_GOAL_. Repeat each record below exactly as given.

_DATA EXCERPTS_.

[start]

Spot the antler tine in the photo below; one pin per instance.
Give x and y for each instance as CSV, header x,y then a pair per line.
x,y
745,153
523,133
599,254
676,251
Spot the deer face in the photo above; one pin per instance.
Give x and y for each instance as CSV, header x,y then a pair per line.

[end]

_RIGHT ANSWER_.
Spot the antler tine in the photo below; one pin per instance.
Give x and y for each instance as CSV, header x,y then a pair per line.
x,y
745,153
523,133
599,254
676,251
Spot the deer face in the photo above; one pin per instance.
Give x and y for each instance as CSV, header x,y then a pair per line.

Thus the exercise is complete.